- SOURCE EXTRACT:
I found our conversation quite enlightening — a new lens through which to view this familiar problem — it and I think you will too."

 

Key EA Themes

  • (1) The positive EA case for engaging on climate 
    • Near-term benefits of caring about climate
    • Global risk benefits of caring about climate
    • Tractability via leverage on societal resources as the strongest case for cost-effectiveness in climate
       
  • (2) The broader view of EA on climate – important, but compared to other issues of similar importance not neglected
  • (3) Lots about the importance of neglectedness and differential impact expectations.

 

Key Climate Themes

  • (1) The importance of hedging under severe uncertainty and nonlinear damage,  the importance of solutions robust to or explicitly hedging against "when shit hits the fan", situation that contain most climate damage when important uncertainties (share of renewables, share of electrification, growth in emerging economies, Paris Agreement stability) resolve negatively.

- JOBS:
1/ List the important uncertainties that the EA and climate notes name in parentheses.
2/ Duplicate everything in the EA and climate notes from "Key Climate Themes" down to "stability) resolve negatively.".
3/ According to the EA and climate notes, what is the strongest case for cost-effectiveness in climate?

- RAW DATA:

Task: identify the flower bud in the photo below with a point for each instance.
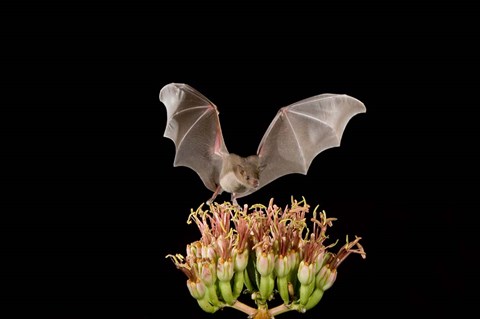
(208, 273)
(241, 260)
(197, 289)
(306, 273)
(325, 278)
(281, 266)
(265, 263)
(208, 252)
(224, 270)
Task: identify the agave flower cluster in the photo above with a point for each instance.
(261, 251)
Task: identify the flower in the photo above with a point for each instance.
(261, 250)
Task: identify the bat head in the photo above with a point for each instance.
(249, 171)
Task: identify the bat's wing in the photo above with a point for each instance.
(193, 125)
(300, 131)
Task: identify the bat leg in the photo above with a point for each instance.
(217, 191)
(234, 200)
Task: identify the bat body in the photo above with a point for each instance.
(297, 134)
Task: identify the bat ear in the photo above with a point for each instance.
(240, 169)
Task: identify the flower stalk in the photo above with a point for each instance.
(261, 251)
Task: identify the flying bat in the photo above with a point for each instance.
(297, 134)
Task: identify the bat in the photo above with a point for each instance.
(297, 134)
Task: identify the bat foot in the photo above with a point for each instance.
(234, 202)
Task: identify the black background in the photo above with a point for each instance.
(93, 204)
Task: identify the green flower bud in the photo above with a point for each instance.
(293, 260)
(208, 273)
(224, 270)
(306, 273)
(319, 261)
(208, 252)
(197, 289)
(281, 266)
(325, 278)
(241, 260)
(265, 263)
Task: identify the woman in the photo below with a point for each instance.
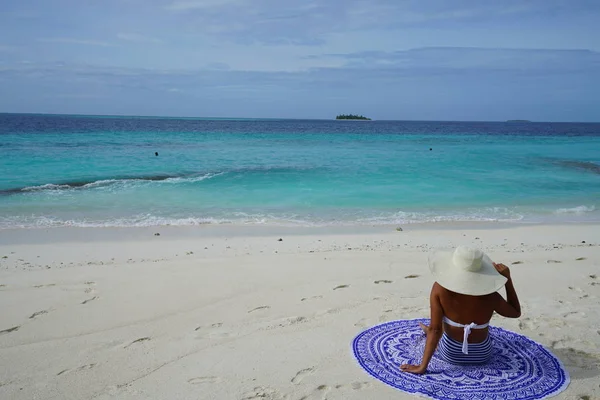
(462, 301)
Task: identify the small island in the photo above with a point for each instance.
(352, 116)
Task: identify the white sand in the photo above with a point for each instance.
(201, 313)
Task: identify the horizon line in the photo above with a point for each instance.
(517, 120)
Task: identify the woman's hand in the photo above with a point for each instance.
(502, 270)
(413, 369)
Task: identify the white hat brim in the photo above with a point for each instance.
(485, 281)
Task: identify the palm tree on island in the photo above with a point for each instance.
(352, 116)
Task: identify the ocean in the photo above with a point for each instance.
(93, 171)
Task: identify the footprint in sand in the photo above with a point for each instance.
(88, 300)
(322, 390)
(311, 298)
(204, 379)
(258, 308)
(82, 368)
(9, 330)
(37, 313)
(303, 373)
(287, 322)
(138, 341)
(263, 392)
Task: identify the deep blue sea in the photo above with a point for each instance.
(58, 170)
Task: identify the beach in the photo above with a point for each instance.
(238, 312)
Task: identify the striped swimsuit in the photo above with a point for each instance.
(455, 352)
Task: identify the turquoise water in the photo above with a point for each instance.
(100, 171)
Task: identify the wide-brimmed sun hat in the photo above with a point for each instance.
(466, 270)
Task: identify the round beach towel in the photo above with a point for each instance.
(519, 368)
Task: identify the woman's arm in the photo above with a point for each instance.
(510, 307)
(434, 332)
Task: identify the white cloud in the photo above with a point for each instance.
(138, 38)
(198, 4)
(84, 42)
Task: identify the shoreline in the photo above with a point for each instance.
(75, 233)
(120, 313)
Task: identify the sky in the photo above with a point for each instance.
(387, 59)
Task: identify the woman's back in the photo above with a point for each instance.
(464, 309)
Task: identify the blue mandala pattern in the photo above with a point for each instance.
(519, 368)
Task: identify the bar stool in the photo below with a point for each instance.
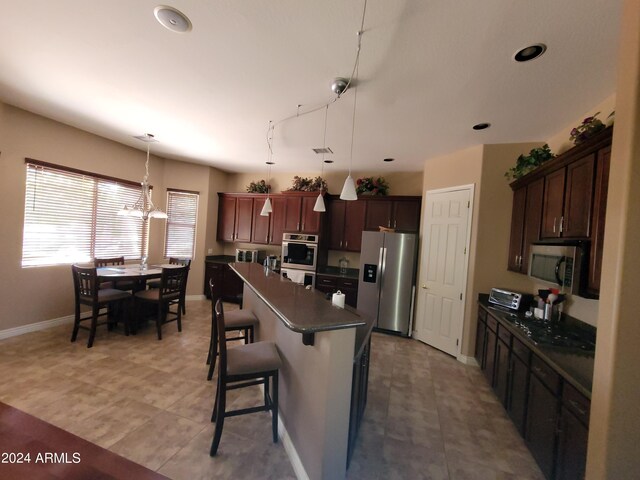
(250, 364)
(241, 321)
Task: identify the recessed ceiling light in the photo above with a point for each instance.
(172, 19)
(530, 52)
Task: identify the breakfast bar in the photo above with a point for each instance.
(321, 347)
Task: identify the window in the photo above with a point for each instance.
(72, 216)
(182, 213)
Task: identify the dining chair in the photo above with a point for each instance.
(176, 261)
(119, 284)
(87, 292)
(172, 283)
(243, 366)
(241, 321)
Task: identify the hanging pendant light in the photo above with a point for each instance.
(319, 205)
(144, 207)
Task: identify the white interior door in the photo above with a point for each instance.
(443, 268)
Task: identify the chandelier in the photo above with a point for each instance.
(144, 207)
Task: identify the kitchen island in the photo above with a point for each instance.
(321, 346)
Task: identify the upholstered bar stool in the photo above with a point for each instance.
(250, 364)
(88, 292)
(241, 321)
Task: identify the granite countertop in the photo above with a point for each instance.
(329, 271)
(575, 365)
(220, 258)
(301, 310)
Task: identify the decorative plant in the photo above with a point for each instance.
(258, 187)
(589, 126)
(526, 163)
(303, 184)
(372, 185)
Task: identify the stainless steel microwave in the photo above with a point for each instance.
(559, 265)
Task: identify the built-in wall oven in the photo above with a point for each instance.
(299, 251)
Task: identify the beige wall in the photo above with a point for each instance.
(614, 433)
(28, 135)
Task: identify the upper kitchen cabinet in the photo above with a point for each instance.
(398, 212)
(346, 223)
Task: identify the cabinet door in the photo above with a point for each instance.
(278, 220)
(337, 211)
(406, 215)
(572, 447)
(294, 208)
(517, 392)
(532, 220)
(244, 217)
(540, 433)
(226, 219)
(260, 227)
(578, 197)
(354, 225)
(517, 229)
(310, 220)
(501, 372)
(378, 214)
(597, 227)
(553, 204)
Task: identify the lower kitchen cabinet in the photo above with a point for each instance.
(227, 284)
(547, 410)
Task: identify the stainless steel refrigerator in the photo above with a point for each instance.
(387, 279)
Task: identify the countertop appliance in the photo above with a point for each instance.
(559, 265)
(299, 251)
(510, 299)
(243, 255)
(387, 284)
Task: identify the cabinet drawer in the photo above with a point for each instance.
(577, 403)
(326, 281)
(545, 373)
(504, 335)
(521, 351)
(492, 323)
(347, 283)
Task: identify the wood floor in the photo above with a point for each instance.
(428, 416)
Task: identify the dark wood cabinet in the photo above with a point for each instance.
(227, 284)
(598, 221)
(346, 220)
(525, 224)
(398, 212)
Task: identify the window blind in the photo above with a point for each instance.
(71, 216)
(182, 213)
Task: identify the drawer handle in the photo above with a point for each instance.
(581, 409)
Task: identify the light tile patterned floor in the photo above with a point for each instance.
(428, 416)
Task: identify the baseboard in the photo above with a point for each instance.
(294, 458)
(468, 360)
(34, 327)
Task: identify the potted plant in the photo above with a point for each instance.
(303, 184)
(589, 127)
(372, 186)
(258, 187)
(526, 163)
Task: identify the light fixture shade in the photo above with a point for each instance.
(319, 206)
(266, 208)
(349, 190)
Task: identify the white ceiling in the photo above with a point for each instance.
(429, 70)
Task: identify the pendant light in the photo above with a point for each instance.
(319, 205)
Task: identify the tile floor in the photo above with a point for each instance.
(428, 416)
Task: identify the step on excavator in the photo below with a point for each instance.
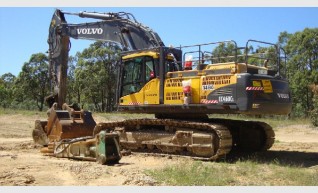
(180, 86)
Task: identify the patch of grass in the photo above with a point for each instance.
(241, 173)
(22, 112)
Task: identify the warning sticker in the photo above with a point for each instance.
(256, 83)
(267, 86)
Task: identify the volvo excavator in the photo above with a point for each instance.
(181, 86)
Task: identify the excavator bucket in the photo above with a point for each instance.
(63, 124)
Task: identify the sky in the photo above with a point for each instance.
(24, 30)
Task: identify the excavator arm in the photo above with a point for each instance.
(121, 28)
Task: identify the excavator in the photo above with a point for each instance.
(181, 86)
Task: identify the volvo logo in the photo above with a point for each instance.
(90, 31)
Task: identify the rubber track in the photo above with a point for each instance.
(225, 138)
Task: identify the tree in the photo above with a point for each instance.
(34, 80)
(302, 54)
(95, 75)
(6, 89)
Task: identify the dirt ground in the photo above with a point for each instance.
(23, 164)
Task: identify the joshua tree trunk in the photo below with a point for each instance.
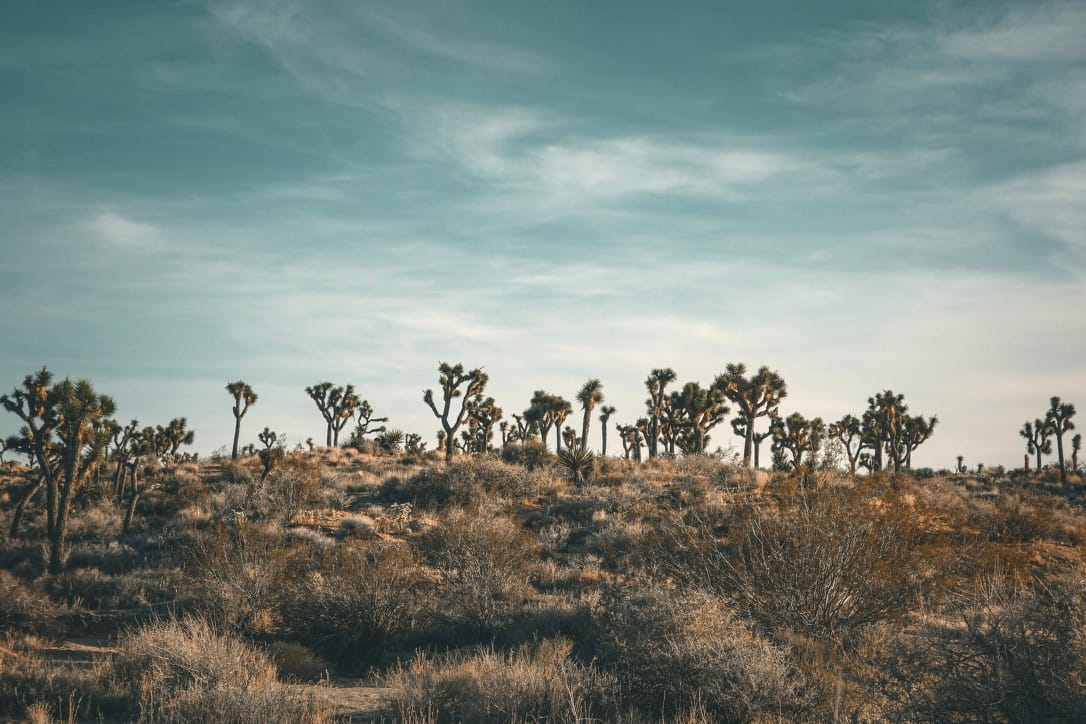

- ANSWERS FOR THIS EXERCISE:
1/
- share of renewables
- share of electrification
- growth in emerging economies
- Paris Agreement stability

2/
Key Climate Themes

  • (1) The importance of hedging under severe uncertainty and nonlinear damage,  the importance of solutions robust to or explicitly hedging against "when shit hits the fan", situation that contain most climate damage when important uncertainties (share of renewables, share of electrification, growth in emerging economies, Paris Agreement stability) resolve negatively.

3/ Tractability via leverage on societal resources.